> _WHAT THE TASK ASKS_
Some lines hold the string "finial". Copy all of them from the material that follows.

> _SOURCE MATERIAL_
* * * * * * *

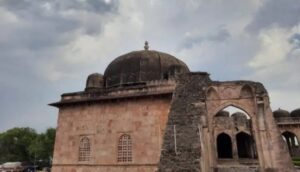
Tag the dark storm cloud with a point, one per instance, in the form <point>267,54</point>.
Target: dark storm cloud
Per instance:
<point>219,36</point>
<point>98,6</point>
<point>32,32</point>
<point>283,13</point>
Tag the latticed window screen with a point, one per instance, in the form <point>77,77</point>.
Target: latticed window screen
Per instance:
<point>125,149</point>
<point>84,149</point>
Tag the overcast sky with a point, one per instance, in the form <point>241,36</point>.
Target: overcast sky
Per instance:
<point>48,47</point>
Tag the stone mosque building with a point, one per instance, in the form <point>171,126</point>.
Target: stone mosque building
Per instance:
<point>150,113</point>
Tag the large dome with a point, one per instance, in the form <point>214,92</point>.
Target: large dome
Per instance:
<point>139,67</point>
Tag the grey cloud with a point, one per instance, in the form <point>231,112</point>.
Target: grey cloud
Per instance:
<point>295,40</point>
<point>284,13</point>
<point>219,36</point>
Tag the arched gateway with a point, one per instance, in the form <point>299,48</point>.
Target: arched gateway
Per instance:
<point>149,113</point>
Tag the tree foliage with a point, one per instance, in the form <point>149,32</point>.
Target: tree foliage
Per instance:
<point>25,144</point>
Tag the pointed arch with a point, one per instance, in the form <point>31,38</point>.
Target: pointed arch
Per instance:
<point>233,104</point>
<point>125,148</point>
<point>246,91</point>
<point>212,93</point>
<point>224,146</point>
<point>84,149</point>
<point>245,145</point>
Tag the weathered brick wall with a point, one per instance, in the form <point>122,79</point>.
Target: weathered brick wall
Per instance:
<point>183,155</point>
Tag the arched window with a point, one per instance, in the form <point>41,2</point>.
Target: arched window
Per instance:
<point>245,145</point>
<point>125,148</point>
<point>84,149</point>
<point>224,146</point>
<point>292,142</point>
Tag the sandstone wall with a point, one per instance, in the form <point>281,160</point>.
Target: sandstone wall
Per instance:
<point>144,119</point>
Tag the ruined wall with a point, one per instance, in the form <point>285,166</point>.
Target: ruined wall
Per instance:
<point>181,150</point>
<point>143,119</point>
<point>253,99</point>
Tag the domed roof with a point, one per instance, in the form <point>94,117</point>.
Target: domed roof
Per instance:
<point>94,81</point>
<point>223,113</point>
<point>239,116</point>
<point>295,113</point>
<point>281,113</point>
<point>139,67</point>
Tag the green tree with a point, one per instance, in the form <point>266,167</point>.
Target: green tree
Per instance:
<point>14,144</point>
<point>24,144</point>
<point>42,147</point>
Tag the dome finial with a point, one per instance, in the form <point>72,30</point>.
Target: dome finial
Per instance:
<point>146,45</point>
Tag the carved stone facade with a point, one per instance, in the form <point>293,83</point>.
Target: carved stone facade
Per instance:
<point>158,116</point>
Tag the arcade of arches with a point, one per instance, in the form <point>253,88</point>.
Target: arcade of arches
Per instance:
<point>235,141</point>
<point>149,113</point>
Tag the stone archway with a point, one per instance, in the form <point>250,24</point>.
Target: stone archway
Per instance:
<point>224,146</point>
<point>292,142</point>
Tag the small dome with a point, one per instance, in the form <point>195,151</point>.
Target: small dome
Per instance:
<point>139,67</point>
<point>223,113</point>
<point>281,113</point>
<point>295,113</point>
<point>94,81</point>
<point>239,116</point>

* * * * * * *

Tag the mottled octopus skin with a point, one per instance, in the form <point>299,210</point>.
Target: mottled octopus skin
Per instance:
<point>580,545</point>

* * * * * * *

> _SOLVED EXERCISE_
Tag the dome finial with a point, one per instance, in the form <point>72,30</point>.
Target: dome finial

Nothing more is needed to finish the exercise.